* _DOCUMENT SEGMENT_
☆ ☆ ☆ ☆ ☆ ☆ ☆
### gold.report_customers View
#### Overview
This Spark SQL script creates a view named `gold.report_customers` in the `gold` schema. The view aggregates customer data from the `gold.fact_sales` and `gold.dim_customers` tables to generate a comprehensive report on customer metrics, including order history, sales, and segmentation.

#### Purpose
The `gold.report_customers` view is designed to:
- Summarize customer-level metrics such as total orders, total sales, and product diversity.
- Segment customers based on age and purchase behavior (VIP, Regular, New).
- Calculate derived metrics like average order value (AOV) and average monthly spend.
- Provide insights into customer recency and lifespan for business analysis.

#### Schema
The view is created in the `gold` schema and relies on the following tables:
- `gold.fact_sales`: Contains sales transaction data (order_number, product_key, order_date, sales_amount, quantity, customer_key).
- `gold.dim_customers`: Contains customer details (customer_key, customer_number, first_name, last_name, birthdate).

#### Structure
The view is built using two Common Table Expressions (CTEs) and a final SELECT statement:

1. **base_query CTE**
   - **Purpose**: Retrieves core columns from `gold.fact_sales` and `gold.dim_customers`.
   - **Joins**: Left joins `fact_sales` with `dim_customers` on `customer_key`.
   - **Filters**: Excludes rows where `order_date` is NULL.
   - **Columns**:
     - `order_number`: Unique identifier for each order.
     - `product_key`: Identifier for products.
     - `order_date`: Date of the order.
     - `sales_amount`: Total sales amount for the order.
     - `quantity`: Number of items in the order.
     - `customer_key`: Unique identifier for the customer.
     - `customer_number`: Customer identifier.
     - `customer_name`: Concatenated first and last names.
     - `age`: Calculated as the difference in years between the current date and the customer's birthdate.

2. **customer_aggregation CTE**
   - **Purpose**: Aggregates data at the customer level.
   - **Grouping**: Groups by `customer_key`, `customer_number`, `customer_name`, and `age`.
   - **Metrics**:
     - `total_orders`: Count of distinct orders.
     - `total_sales`: Sum of sales amounts.
     - `total_quantity`: Sum of quantities ordered.
     - `total_products`: Count of distinct products purchased.
     - `last_order_date`: Most recent order date.
     - `lifespan`: Number of months between the first and last order.

3. **Final SELECT**
   - **Purpose**: Builds the final report with additional derived fields and customer segmentation.
   - **Columns**:
     - `customer_key`, `customer_number`, `customer_name`, `age`: Direct from `customer_aggregation`.
     - `age_group`: Categorizes customers into age bands:
       - Under 20
       - 20-29
       - 30-39
       - 40-49
       - 50 and above
     - `customer_segment`: Segments customers based on lifespan and total sales:
       - VIP: Lifespan ≥ 12 months and total sales > 5000.
☆ ☆ ☆ ☆ ☆ ☆ ☆
* _RAW RECORDS_
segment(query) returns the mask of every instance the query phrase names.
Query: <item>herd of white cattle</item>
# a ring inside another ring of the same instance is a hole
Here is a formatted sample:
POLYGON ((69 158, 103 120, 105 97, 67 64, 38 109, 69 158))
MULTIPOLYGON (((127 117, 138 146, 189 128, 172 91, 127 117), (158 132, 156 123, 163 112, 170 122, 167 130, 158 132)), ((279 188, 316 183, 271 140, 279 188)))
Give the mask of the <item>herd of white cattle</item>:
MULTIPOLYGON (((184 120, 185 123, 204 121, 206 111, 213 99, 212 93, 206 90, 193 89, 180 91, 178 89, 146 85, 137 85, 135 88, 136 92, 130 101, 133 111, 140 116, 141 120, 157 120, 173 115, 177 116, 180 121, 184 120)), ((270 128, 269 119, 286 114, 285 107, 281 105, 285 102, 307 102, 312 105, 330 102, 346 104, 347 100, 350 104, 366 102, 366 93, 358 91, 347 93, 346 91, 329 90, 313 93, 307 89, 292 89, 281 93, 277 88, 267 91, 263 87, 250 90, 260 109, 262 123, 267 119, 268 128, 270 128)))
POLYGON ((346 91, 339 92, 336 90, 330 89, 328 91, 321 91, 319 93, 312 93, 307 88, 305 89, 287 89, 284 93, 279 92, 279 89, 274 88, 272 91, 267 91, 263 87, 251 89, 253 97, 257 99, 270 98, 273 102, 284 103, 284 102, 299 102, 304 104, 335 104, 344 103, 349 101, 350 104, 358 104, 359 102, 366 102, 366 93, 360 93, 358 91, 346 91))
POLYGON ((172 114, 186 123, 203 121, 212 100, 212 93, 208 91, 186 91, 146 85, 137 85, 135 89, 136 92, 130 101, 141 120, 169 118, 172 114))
☆ ☆ ☆ ☆ ☆ ☆ ☆
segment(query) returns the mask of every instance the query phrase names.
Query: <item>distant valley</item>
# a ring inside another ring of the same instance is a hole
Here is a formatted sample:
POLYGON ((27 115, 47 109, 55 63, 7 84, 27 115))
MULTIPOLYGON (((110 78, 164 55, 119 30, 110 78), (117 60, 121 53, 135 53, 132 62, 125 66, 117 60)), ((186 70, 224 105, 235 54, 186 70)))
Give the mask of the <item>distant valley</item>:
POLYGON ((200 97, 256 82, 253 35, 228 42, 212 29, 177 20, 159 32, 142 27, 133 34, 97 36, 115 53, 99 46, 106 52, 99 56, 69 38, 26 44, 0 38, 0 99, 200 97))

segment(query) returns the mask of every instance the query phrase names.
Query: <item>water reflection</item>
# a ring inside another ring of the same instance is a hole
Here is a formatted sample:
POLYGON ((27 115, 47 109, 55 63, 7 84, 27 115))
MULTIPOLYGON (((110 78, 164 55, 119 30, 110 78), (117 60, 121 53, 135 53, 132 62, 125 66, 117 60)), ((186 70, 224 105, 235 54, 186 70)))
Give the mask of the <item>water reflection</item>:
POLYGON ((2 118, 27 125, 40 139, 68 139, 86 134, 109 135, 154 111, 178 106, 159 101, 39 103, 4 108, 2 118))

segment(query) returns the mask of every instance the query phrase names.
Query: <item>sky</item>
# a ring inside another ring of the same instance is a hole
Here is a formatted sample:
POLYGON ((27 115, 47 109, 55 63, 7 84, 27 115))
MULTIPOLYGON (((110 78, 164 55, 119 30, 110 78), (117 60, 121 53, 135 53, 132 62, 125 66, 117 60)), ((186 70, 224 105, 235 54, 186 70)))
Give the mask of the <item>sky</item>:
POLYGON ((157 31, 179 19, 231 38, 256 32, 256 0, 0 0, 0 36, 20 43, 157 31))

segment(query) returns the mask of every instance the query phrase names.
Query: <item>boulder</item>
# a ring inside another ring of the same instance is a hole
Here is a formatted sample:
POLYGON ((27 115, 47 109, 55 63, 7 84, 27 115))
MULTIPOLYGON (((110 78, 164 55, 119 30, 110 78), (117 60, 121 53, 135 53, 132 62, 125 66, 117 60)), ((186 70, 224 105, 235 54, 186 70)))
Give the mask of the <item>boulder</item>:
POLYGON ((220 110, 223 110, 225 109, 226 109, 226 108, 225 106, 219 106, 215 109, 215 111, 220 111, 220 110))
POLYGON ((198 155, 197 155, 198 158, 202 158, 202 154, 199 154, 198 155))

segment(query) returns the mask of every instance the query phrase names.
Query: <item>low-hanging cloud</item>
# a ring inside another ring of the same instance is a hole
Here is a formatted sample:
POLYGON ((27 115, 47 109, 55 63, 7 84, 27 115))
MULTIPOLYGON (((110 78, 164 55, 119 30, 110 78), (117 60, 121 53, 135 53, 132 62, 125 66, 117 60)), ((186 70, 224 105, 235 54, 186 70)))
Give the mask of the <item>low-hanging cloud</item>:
☆ ☆ ☆ ☆ ☆ ☆ ☆
* _OBJECTIVES_
A: In one to three sentences, explain what the base_query CTE in the view documentation is for and how it combines the two source tables.
B: Return a passage from the view documentation word for word: begin at the words "2. **customer_aggregation CTE**" and stop after "of quantities ordered.".
C: Summarize the view documentation in two sentences.
The entries have no connection to the view documentation.

* _RESPONSES FOR EACH TASK_
A: The base_query CTE retrieves the core columns from `gold.fact_sales` and `gold.dim_customers`. It left joins `fact_sales` with `dim_customers` on `customer_key` and excludes rows where `order_date` is NULL.

B:
2. **customer_aggregation CTE**
   - **Purpose**: Aggregates data at the customer level.
   - **Grouping**: Groups by `customer_key`, `customer_number`, `customer_name`, and `age`.
   - **Metrics**:
     - `total_orders`: Count of distinct orders.
     - `total_sales`: Sum of sales amounts.
     - `total_quantity`: Sum of quantities ordered.

C: The view documentation describes a Spark SQL script that creates the `gold.report_customers` view, which aggregates customer data from `gold.fact_sales` and `gold.dim_customers` into a report on customer metrics, including order history, sales, and segmentation. The view is built from a base_query CTE that joins and filters the source rows, a customer_aggregation CTE that calculates customer-level metrics such as total orders, total sales, and lifespan, and a final SELECT that adds derived fields such as age groups and customer segments.